(AIM A)
In the thread about exporting TimescaleDB data, which signal terminated the server process?

(PASSAGE PROVIDED)

-*-

Timescaledb: Exporting data

Created on 27 Jun 2017  路  10Comments  路  Source: timescale/timescaledb

I know I can do a backup with timescale db (here), but my use case is different. I want to export data from a table, with the COPY FROM instruction in sql :

COPY (SELECT * FROM sensor_climate) TO '/data_export/sensor_climate.bak' With CSV quote

and then insert those data in another database:

COPY sensor_climate FROM '/data_export/sensor_climate.bak' DELIMITER ',' CSV;

But it does not work with an hypertable ! There is only a generic error message, and it works perfectly with other tables (wich are non-hypertables).

[Edit] The error message I get:

fuldatabase=# copy sensor_climate from '/shared_volume/sensor_climate.bak' csv quote;
server closed the connection unexpectedly
        This probably means the server terminated abnormally
        before or while processing the request.
The connection to the server was lost. Attempting reset: Succeeded.

Also, the server tells me:

Server process (PID xx) was terminated by signal 11

If you see a better way to do what I want, please tell me. However, if timescaledb is built for IOT, it is a really important feature being able to export data easily.

For example I have some sensors in a location A with a timescaledb A, and other sensors in a different location B with timescaledb B. I need to export data periodically on a timescaledb C. Actually, it seems that I can't do that.

-*-

Gathered data entries:
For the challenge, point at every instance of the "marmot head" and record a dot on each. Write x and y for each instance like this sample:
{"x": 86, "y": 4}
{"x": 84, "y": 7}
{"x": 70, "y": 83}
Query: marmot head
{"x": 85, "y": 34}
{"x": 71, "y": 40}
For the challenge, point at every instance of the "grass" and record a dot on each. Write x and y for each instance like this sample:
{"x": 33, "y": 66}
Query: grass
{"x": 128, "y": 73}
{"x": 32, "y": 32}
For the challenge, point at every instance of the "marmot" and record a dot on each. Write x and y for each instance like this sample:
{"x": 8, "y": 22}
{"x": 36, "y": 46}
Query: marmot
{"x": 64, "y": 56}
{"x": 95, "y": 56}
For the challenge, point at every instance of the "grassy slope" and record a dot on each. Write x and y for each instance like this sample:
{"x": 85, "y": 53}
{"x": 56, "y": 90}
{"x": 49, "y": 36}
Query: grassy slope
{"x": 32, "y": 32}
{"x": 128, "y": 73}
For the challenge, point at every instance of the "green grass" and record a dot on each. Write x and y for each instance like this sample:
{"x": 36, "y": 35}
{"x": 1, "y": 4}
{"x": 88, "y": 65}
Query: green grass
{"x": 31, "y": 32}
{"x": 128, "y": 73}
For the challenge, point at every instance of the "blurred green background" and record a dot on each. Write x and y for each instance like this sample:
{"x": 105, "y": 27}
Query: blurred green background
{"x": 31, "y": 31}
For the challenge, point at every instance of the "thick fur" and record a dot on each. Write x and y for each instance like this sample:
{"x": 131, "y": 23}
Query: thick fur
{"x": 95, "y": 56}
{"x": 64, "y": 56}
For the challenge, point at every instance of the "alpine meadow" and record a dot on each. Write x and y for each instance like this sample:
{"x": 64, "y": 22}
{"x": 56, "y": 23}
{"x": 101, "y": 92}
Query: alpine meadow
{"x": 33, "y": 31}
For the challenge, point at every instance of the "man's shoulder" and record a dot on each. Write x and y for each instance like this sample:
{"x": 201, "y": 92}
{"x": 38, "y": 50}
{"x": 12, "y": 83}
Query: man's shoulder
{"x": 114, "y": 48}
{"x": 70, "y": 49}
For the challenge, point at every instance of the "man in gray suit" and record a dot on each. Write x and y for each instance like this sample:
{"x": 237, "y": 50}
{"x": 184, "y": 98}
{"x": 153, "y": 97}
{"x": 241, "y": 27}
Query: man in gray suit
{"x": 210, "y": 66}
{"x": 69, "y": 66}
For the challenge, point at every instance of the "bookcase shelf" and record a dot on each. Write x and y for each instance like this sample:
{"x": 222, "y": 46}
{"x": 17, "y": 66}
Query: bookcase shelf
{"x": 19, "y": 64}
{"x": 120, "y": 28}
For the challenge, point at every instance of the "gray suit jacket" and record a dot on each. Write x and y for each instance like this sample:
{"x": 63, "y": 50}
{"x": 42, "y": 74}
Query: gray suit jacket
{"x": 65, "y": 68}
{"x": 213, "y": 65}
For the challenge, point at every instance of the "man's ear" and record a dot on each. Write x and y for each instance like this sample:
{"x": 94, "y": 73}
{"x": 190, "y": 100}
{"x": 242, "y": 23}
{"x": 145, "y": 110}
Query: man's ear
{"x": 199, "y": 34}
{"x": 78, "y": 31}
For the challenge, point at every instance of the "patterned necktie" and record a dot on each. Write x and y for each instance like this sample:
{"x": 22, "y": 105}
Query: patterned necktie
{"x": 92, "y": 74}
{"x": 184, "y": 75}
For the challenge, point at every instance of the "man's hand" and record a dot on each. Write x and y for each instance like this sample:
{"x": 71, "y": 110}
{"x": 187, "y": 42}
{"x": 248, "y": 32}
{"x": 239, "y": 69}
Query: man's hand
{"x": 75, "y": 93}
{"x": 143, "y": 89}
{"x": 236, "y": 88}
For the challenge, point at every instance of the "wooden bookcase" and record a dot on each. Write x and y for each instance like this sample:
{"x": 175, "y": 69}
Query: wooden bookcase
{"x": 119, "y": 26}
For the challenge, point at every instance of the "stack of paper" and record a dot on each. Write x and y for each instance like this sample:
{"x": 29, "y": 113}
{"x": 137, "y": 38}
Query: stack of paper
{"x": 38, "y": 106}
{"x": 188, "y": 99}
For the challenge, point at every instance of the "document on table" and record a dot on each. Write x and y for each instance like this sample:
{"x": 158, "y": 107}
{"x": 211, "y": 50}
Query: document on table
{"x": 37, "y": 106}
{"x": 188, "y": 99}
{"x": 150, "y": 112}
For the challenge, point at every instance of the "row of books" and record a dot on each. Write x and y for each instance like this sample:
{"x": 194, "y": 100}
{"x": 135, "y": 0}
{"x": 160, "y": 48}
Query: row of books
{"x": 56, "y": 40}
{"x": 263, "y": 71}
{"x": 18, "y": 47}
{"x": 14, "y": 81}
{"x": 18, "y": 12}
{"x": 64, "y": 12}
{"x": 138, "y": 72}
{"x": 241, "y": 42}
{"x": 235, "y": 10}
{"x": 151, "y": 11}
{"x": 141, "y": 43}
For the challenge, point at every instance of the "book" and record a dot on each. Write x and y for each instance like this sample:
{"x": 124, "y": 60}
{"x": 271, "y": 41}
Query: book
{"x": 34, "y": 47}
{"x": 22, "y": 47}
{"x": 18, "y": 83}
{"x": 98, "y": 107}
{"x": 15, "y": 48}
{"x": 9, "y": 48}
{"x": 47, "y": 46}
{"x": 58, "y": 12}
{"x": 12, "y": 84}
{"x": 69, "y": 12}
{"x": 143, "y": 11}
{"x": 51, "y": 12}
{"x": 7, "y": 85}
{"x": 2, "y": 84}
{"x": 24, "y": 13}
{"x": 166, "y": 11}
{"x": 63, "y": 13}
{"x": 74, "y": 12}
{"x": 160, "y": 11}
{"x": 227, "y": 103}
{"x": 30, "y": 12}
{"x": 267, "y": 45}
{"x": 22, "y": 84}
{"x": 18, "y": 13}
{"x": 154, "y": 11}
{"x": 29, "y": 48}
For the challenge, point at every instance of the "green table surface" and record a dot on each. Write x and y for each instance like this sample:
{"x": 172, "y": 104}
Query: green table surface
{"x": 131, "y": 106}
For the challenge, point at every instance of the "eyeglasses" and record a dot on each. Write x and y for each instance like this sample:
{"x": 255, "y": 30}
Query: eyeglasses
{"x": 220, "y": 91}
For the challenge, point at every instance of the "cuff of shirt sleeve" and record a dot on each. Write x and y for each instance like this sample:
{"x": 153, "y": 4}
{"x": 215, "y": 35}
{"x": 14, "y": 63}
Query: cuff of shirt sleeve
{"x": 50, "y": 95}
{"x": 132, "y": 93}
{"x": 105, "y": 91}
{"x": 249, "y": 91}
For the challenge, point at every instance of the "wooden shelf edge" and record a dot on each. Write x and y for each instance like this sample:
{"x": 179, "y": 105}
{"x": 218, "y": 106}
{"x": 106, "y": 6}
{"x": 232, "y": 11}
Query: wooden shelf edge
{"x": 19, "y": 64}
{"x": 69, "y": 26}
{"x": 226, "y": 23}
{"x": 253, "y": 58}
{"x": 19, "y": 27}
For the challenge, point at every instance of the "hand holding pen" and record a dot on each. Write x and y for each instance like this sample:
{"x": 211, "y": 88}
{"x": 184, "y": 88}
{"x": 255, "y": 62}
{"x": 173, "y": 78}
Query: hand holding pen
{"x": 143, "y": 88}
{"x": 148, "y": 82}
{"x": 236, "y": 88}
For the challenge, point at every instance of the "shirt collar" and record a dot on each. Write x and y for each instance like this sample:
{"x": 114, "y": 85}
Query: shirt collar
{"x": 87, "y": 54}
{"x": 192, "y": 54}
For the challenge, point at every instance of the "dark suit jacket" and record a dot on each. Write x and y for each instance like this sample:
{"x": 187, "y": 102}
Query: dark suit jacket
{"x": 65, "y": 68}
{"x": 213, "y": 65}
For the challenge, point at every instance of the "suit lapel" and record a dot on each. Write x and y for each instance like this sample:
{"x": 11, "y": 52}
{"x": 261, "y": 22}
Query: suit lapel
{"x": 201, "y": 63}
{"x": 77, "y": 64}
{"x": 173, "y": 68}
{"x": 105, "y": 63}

-*-

(AIM B)
Find every line of the entries that contains the string "slope".

(WRITTEN ANSWER A)
Signal 11.

(WRITTEN ANSWER B)
For the challenge, point at every instance of the "grassy slope" and record a dot on each. Write x and y for each instance like this sample:
Query: grassy slope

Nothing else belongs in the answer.